Source>
----------------
It should be noted that the above carbon black may undergo a
surface treatment so that its surface properties are altered as
required.
As the method for this treatment, any of a variety of
conventionally known methods may be employed. Preferably, examples
of the method may be a wet surface treatment method according to
which carbon black is immersed in an acid solution such as acetic
acid solution, sulfonic acid solution, or the like, and a dry
surface treatment method using no liquid. Examples of the dry
surface treatment method may be a method according to which carbon
black is brought into contact with a gas mixture of nitric
acid/nitrogen oxide and air, or oxidizer such as ozone, and the air
oxidation method. Some commercially available carbon blacks on the
market have their pH adjusted already.
Preferred specific examples of carbon black in the present
embodiment are "#2400," "#2400B," "#2650," "OIL7B," "MA77,"
"MA100," "MA100S," and "PCF#10" manufactured by Mitsubishi Chemical
Corporation, "Black Pearls L," "Mogul L," "MONARCH 1300," "MONARCH
1400," "REGAL 330R," "REGAL 400R," and "MONARCH 1100" manufactured
by Cabot Corporation, "Printex V," "Special Black 4," and "Printex
140V" manufactured by Degussa, and the like (the above terms
between the double quotation marks are trademarks).
As the first pigment of the present embodiment, one or two or more
types of carbon black may be used. In the case where two or more
types of carbon black are used, it is preferable that the total
amount of them falls in the above-described range.
<Second Pigment>
The second pigment is C.I. Pigment Brown 23 and/or C.I. Pigment
Brown 25. The second pigment is thus a brown pigment indicated by a
specific color index name. This brown pigment has a considerably
strong tinting power, has its hue close to that of black, has a
high electrical resistance, does not migrate into the insulating
liquid unlike other brown-based coloring agents, and is therefore
used together with the carbon black to exhibit the excellent
effects as described above. Namely, even when a high concentration
of the brown pigment relative to the carbon black is included for
the sake of adjusting the electrical resistance, the image density
does not decrease and/or the hue is not changed. Therefore, the
electrical resistance can sufficiently be adjusted and accordingly
there are exhibited the excellent effects that not only an adequate
image density and a proper hue are satisfied but also the problem
of transfer failure can be prevented.
----------------
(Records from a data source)
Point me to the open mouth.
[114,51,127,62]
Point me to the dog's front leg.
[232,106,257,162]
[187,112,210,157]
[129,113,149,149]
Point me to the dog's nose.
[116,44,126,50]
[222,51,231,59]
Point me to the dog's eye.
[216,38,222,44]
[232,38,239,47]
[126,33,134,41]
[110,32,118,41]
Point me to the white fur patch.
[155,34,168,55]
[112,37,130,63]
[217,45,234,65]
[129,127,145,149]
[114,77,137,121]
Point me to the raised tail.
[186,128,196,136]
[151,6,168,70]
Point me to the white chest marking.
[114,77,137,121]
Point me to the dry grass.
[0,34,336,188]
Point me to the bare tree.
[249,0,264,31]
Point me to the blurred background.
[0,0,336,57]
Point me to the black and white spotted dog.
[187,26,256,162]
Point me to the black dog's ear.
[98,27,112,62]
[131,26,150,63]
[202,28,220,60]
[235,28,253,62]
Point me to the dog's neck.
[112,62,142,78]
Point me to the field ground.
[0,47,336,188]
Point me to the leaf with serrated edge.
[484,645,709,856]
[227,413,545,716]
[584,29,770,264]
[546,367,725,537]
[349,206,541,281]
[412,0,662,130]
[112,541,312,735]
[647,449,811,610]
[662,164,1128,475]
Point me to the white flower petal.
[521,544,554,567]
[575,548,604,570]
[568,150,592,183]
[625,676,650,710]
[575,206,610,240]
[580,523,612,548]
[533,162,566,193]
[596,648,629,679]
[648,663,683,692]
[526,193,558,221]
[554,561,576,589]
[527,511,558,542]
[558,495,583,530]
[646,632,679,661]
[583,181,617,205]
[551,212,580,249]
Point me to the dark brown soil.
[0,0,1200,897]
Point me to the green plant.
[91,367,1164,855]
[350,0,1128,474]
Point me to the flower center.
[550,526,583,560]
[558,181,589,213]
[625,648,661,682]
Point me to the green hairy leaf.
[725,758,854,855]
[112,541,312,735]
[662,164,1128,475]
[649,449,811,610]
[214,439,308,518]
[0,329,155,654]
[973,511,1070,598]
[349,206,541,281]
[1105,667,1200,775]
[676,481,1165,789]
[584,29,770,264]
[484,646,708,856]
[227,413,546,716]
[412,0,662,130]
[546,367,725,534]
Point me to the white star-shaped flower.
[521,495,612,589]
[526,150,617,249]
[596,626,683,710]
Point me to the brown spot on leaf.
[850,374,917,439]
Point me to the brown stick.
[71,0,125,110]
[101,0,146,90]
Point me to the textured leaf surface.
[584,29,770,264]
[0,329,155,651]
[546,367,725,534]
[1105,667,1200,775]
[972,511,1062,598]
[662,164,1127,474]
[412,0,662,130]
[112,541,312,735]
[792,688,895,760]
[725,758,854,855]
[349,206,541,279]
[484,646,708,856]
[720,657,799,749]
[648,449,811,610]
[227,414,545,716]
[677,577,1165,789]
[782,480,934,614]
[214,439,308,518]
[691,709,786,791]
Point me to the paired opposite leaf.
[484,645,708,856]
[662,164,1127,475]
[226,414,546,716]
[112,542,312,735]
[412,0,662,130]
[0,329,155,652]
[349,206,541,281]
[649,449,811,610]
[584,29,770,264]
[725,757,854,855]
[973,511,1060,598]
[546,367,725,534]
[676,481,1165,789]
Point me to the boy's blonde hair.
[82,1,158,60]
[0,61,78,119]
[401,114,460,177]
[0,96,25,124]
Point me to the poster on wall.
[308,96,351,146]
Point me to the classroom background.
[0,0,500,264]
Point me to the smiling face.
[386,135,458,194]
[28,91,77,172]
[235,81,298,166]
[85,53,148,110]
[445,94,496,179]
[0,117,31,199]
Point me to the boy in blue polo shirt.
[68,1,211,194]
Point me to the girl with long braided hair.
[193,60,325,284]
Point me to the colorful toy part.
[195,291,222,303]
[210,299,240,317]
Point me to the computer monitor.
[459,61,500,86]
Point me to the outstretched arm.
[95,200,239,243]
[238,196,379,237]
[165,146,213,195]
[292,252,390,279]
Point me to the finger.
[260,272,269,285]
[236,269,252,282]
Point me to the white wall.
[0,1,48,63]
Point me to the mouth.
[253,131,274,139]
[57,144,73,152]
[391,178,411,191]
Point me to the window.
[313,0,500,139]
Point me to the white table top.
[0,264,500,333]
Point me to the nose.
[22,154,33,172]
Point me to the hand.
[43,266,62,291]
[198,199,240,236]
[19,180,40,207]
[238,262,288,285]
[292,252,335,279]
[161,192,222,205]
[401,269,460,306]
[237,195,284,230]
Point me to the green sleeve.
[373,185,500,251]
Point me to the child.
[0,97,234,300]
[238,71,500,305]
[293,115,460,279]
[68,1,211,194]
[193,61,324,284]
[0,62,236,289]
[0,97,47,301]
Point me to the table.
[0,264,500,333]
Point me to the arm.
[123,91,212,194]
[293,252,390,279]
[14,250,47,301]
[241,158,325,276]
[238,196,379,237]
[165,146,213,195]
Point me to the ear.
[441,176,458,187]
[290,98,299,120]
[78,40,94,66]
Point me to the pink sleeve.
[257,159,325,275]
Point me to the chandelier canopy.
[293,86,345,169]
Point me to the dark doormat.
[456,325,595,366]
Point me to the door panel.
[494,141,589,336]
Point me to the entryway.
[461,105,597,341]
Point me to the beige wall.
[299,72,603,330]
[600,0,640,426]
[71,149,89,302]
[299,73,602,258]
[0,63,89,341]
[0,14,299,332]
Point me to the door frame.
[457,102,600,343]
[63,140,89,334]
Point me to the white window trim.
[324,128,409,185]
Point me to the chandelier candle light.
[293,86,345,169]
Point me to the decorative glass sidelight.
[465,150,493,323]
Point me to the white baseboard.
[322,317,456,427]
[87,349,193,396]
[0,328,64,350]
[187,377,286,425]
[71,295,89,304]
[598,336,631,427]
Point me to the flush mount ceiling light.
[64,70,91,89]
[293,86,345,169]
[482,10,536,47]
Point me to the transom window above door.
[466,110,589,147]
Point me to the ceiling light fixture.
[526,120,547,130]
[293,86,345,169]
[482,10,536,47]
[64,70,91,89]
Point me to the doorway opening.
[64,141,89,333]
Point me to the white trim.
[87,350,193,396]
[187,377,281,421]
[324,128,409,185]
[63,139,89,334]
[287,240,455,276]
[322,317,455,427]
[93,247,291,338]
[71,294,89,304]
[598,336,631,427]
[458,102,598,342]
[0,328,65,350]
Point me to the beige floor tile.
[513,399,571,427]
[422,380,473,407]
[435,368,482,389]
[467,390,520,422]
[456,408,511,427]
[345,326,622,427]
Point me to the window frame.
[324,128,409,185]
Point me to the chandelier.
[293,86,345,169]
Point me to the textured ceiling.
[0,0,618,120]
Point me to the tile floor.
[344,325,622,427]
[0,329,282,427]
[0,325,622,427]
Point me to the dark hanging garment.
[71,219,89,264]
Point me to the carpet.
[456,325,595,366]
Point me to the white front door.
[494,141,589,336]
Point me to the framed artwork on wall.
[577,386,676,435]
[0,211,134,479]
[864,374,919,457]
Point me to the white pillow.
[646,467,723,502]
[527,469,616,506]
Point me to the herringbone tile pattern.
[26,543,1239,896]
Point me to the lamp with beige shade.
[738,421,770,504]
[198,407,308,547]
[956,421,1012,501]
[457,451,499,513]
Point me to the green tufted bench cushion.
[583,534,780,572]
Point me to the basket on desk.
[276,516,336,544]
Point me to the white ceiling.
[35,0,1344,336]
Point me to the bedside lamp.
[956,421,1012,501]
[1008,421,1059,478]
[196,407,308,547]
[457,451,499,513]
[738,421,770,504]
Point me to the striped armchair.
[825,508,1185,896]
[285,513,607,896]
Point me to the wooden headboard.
----------------
Task statement> Write the next part of the pigment passage, starting right after its closing sentence about preventing transfer failure.

Written response>
The content of this second pigment relative to the total amount of
the pigment is preferably 25 to 45% by mass, and more preferably 30
to 40% by mass. If the content of the second pigment is less than
25% by mass, adjustment of the electrical resistance of the toner
particles is insufficient, resulting in a tendency that the
transfer quality is deteriorated. If the content of the second
pigment is more than 45% by mass, the image density is insufficient
and the hue of the toner particles is closer to the hue of the
brown pigment, resulting in a tendency that a desired black hue
cannot be achieved. It should be noted that in the case where two
types of brown pigments are used as the second pigment, the total
amount of the brown pigments is preferably set within the
above-described range.
As this brown pigment, any of the following commercially available
pigments may be used, for example. Namely, examples of the brown
pigment may be "PV Fast Brown HFR" (trademark of C.I. Pigment Brown
25, manufactured by Clariant Japan K.K.), "Cromophtal (registered
trademark) Brown 5R" (trademark of C.I. Pigment Brown 23,
manufactured by BASF), and the like.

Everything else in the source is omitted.